## Start INFORMATION SUPPLIED

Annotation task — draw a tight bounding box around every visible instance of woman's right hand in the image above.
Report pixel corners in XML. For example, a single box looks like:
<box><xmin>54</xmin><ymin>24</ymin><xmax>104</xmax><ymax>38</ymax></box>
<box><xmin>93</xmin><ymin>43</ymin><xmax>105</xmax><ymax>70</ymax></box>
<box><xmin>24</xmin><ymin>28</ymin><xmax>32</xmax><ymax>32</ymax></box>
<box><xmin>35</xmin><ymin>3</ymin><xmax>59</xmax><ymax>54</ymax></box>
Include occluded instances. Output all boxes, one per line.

## End INFORMATION SUPPLIED

_WHAT THE TASK ASKS_: Pull every line of the records above out verbatim, leaving each one unchanged.

_ANSWER BELOW_:
Annotation task — draw a tight bounding box around every visible instance of woman's right hand in the image above.
Report pixel corners in XML. For example, a single box looks like:
<box><xmin>54</xmin><ymin>24</ymin><xmax>104</xmax><ymax>38</ymax></box>
<box><xmin>93</xmin><ymin>43</ymin><xmax>105</xmax><ymax>70</ymax></box>
<box><xmin>24</xmin><ymin>28</ymin><xmax>32</xmax><ymax>32</ymax></box>
<box><xmin>35</xmin><ymin>3</ymin><xmax>59</xmax><ymax>54</ymax></box>
Include occluded instances. Output all boxes, one per line.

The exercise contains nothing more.